### Por hacer:
A - Redimensiona las líneas de los registros que van desde su inicio hasta la línea con "507,266,531,288", ambas incluidas, y copia solo esas líneas completas y sin omitir ninguna. Multiplica por 1,9 cada coordenada de las respuestas y redondea a enteros, con las mitades hacia arriba.
B - Continúa el texto sobre la pedagogía y la educación a partir de donde termina.

### Texto mostrado:
Bajo esta lógica y refiriéndonos a esta época específica de la historia, el
método, la escuela y la enseñanza se unieron en un solo concepto que fue
entendido como educación o pedagogía indistintamente.
Es
ya en el siglo XVII y XVIII cuando se le otorga un sentido diferente al
concepto de pedagogía y deja de ser entendida solamente como un quehacer en el
aula (didáctica). Esto se basó en los aportes de John Locke y Jean-Jaques Rousseau,
quienes dieron cuenta que la pedagogía debía ser entendida como la reflexión
sobre educación, la que llevaría a los jóvenes a convertirse en hombres. Hoy
podíamos decir que con los aportes de Locke y Rousseau la pedagogía se va
constituyendo en una teoría sobre la educación y que la educación puede ocurrir
o no en la institución escolar. Sin embargo, en nuestros días aún se sigue
pensando que la educación es todo aquello que ocurre en las instituciones
escolares y que pedagogía es lo que pasa fuera de ella, no se entienden ambos
conceptos como un todo, como una relación entre dos conceptos que se definen a sí
mismos en base a su interacción y reciprocidad.
Con
la llegada de los racionalistas, en el siglo XVIII y comienzos del XIX, se
empezó a hablar de la pedagogía como ciencia. Hoy en día podríamos decir que la
pedagogía como ciencia sigue estando en cuestión, pues, aún no se tiene
claridad sobre los fundamentos epistemológicos y metodológicos que la sustentan,
este es un debate abierto y, a la vez, una tarea por complementar. En este
contexto, los racionalistas encasillaron a la pedagogía como parte de las ciencias
sociales.
En
el Siglo XX, la educación y la pedagogía se diferencian y adquieren un nuevo
sentido. Se comienza a entender que la educación es eminentemente social y la
pedagogía es una reflexión sobre ese fenómeno o hecho social, en el sentido de
que la sociedad traza el ideal de hombre que la educación recorre y la
pedagogía explica y analiza el recorrido. La pedagogía tiene por función no
sustituir la práctica educativa sino guiarla, esclarecerla, explicarla. Por
ejemplo, para Dewey, “la pedagogía es interacción, comunicación, intercambio,
entre el mundo y las cosas, entre el medio ambiente y los individuos, entre la
sociedad y las instituciones, y pedagogo es aquel que sin estar involucrado en
el proceso educativo conoce de él y lo puede explicar” (Gadotti,
2008) .
Es el mismo Dewey quien llega a señalar que la pedagogía -en cuanto filosofía
de la educación- resulta del todo imprescindible a la hora de entender y
orientar qué es educación.

### Una serie de registros:
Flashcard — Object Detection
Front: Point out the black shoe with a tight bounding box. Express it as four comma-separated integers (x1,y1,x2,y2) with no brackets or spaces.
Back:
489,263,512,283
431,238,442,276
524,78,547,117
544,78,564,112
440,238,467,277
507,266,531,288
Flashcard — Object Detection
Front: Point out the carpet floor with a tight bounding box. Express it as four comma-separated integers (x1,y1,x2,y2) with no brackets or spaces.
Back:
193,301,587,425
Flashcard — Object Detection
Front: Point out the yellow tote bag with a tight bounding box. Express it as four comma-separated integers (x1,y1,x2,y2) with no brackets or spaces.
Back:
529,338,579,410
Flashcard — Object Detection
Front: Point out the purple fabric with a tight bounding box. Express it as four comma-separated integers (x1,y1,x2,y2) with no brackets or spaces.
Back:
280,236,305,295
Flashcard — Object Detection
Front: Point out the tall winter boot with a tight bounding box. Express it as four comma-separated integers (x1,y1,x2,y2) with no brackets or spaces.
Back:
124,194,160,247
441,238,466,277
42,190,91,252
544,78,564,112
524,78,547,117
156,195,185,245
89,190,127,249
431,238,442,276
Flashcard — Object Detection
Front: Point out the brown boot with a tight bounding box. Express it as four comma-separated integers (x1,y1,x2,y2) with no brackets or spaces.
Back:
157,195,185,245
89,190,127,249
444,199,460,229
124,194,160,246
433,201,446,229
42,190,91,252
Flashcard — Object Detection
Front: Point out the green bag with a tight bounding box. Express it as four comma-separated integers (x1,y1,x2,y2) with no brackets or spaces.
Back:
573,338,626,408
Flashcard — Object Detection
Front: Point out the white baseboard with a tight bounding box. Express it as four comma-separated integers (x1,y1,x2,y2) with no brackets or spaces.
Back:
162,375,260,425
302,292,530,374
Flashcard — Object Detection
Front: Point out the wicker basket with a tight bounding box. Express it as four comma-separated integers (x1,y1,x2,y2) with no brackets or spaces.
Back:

### Respuestas:
A -
Flashcard — Object Detection
Front: Point out the black shoe with a tight bounding box. Express it as four comma-separated integers (x1,y1,x2,y2) with no brackets or spaces.
Back:
929,500,973,538
819,452,840,524
996,148,1039,222
1034,148,1072,213
836,452,887,526
963,505,1009,547

B -
A
raíz de este recorrido analítico sobre el concepto de pedagogía, es que podemos señalar que se refiere a aquella reflexión
sistemática en torno a la educación. Es más, se trata de un tipo de reflexión
que conlleva una dimensión filosófica, que está enlazada con una concepción
sobre lo que es el conocimiento y el aprendizaje, sumado a una concepción de la
sociedad o el contexto en el que se educa y por, sobre todo, a una concepción
de los roles que le corresponde al educador y al educando (Bazán, 2008) . Así como también importa
una dimensión científica
referida al uso del método
científico para abordar, explicar y comprender la educación.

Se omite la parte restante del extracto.